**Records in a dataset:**
** Start **
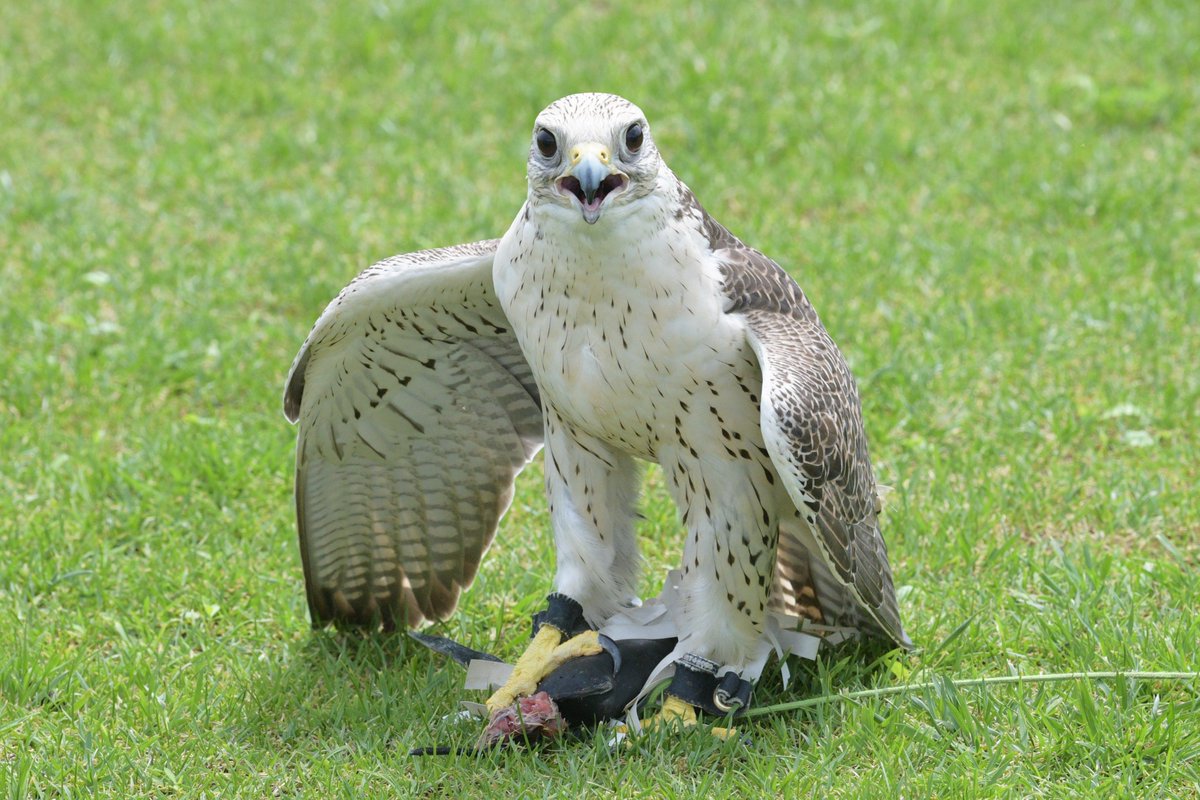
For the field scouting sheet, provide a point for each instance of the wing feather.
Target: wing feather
(415, 411)
(831, 561)
(813, 428)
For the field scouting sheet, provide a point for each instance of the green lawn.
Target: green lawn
(994, 206)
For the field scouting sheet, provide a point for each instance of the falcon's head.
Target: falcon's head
(592, 154)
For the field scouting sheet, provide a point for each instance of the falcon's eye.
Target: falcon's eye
(547, 145)
(634, 137)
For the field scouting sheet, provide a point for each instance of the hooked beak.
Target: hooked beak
(591, 178)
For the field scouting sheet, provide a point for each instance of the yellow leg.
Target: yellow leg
(545, 654)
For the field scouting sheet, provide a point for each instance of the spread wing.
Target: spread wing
(832, 560)
(415, 411)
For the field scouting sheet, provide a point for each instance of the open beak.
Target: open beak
(591, 178)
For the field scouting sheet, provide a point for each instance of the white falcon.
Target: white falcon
(615, 322)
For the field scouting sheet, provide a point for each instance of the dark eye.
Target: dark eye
(547, 144)
(634, 137)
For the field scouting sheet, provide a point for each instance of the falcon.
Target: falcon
(615, 323)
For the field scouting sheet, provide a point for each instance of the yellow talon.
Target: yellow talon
(678, 713)
(545, 654)
(673, 711)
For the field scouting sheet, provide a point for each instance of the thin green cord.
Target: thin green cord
(966, 683)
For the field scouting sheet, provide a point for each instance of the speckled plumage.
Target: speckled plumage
(649, 332)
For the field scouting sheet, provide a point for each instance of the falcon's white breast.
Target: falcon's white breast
(615, 320)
** End **
**Problem:** Copy out, word for word, the stretch of the data from the line containing "of the falcon." through the end of the data, including both of those ends.

**Exercise response:**
For the field scouting sheet, provide a point for each instance of the falcon.
Target: falcon
(615, 323)
For the field scouting sheet, provide a point for each instance of the yellow talon.
Target: yellow talon
(678, 713)
(545, 654)
(673, 711)
For the field scouting sheet, provide a point for each instance of the thin green cord.
Target: thin green cord
(966, 683)
For the field scouting sheet, provide a point for each instance of the speckled plumage.
Target: speckled plumage
(649, 332)
For the field scouting sheet, provide a point for each instance of the falcon's white breast.
Target: falcon's white breast
(615, 320)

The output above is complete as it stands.